Drop the pictures and restate the rest of the listing word for word.

......

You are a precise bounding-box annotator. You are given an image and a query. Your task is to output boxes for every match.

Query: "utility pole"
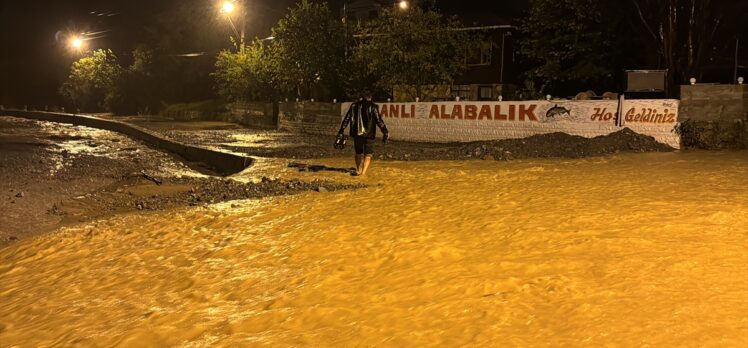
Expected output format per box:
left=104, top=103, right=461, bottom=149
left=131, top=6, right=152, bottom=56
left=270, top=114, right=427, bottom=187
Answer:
left=734, top=38, right=740, bottom=83
left=343, top=3, right=348, bottom=58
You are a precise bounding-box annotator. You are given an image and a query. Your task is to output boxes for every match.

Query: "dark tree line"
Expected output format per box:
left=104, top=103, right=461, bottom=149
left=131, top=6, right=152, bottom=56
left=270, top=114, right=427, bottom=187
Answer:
left=520, top=0, right=748, bottom=97
left=59, top=0, right=748, bottom=112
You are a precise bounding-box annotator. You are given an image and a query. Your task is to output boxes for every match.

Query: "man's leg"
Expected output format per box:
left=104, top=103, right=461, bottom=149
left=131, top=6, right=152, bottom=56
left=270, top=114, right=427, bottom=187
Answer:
left=359, top=139, right=375, bottom=176
left=355, top=154, right=363, bottom=174
left=353, top=137, right=364, bottom=175
left=360, top=155, right=373, bottom=175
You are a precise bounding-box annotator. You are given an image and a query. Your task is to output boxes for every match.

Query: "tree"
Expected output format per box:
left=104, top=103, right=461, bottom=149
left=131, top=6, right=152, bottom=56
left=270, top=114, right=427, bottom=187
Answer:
left=353, top=7, right=468, bottom=101
left=106, top=46, right=165, bottom=115
left=60, top=49, right=122, bottom=112
left=271, top=0, right=345, bottom=99
left=629, top=0, right=748, bottom=94
left=520, top=0, right=625, bottom=97
left=213, top=39, right=276, bottom=102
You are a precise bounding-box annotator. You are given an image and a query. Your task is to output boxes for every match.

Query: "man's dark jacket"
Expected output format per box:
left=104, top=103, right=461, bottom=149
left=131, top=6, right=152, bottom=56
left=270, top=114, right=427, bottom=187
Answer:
left=338, top=99, right=388, bottom=139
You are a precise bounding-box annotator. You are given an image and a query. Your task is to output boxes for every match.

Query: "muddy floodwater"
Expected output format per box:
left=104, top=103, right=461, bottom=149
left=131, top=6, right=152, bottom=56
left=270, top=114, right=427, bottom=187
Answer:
left=1, top=151, right=747, bottom=346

......

- TASK SOLUTION:
You are a precise bounding-box annotator. You are given an image and a query. Your task is to output boxes for every match.

Query: "utility pole"
Expected output format per box:
left=104, top=103, right=461, bottom=149
left=131, top=6, right=152, bottom=56
left=270, top=114, right=427, bottom=187
Answer:
left=734, top=38, right=740, bottom=83
left=343, top=3, right=348, bottom=58
You are a precise bounding-box annotator. You are given an image and a query. Your task is to output boxes for every match.

Query: "dark tree line"
Expected output format per box:
left=104, top=103, right=461, bottom=149
left=131, top=6, right=152, bottom=56
left=270, top=114, right=427, bottom=187
Answer:
left=520, top=0, right=748, bottom=97
left=59, top=0, right=748, bottom=112
You are a precise bounding-box annotator. You are given an image and a query. Your task is to output boxes for every match.

Query: "man's leg"
Expected output format per box:
left=104, top=103, right=461, bottom=149
left=131, top=6, right=152, bottom=56
left=270, top=114, right=427, bottom=187
Answer:
left=359, top=139, right=375, bottom=176
left=355, top=154, right=363, bottom=174
left=353, top=137, right=364, bottom=175
left=360, top=155, right=373, bottom=175
You are a precise bounding-box annotator. You are given an image and a query. Your task is to output boxes for every match.

Query: "tree"
Expected output format per box:
left=104, top=103, right=461, bottom=149
left=131, top=6, right=152, bottom=56
left=270, top=114, right=427, bottom=187
Answer:
left=353, top=7, right=468, bottom=101
left=106, top=46, right=165, bottom=115
left=60, top=49, right=122, bottom=112
left=271, top=0, right=345, bottom=99
left=629, top=0, right=748, bottom=94
left=520, top=0, right=625, bottom=97
left=213, top=39, right=276, bottom=102
You are a precise bounding-box annotator. You are given an image and a query. Your task is to output boxes for every match.

Query: "man's dark jacket"
Expected output format per box:
left=104, top=103, right=461, bottom=149
left=131, top=6, right=152, bottom=56
left=270, top=114, right=427, bottom=187
Answer:
left=338, top=99, right=388, bottom=139
You are a precise bounding-box annotator. You are given an image and a query. Your task is to output boxes for every match.

Query: "muddy floodwater"
Expected output format per box:
left=104, top=103, right=461, bottom=149
left=131, top=6, right=152, bottom=56
left=270, top=114, right=427, bottom=187
Answer:
left=1, top=151, right=747, bottom=346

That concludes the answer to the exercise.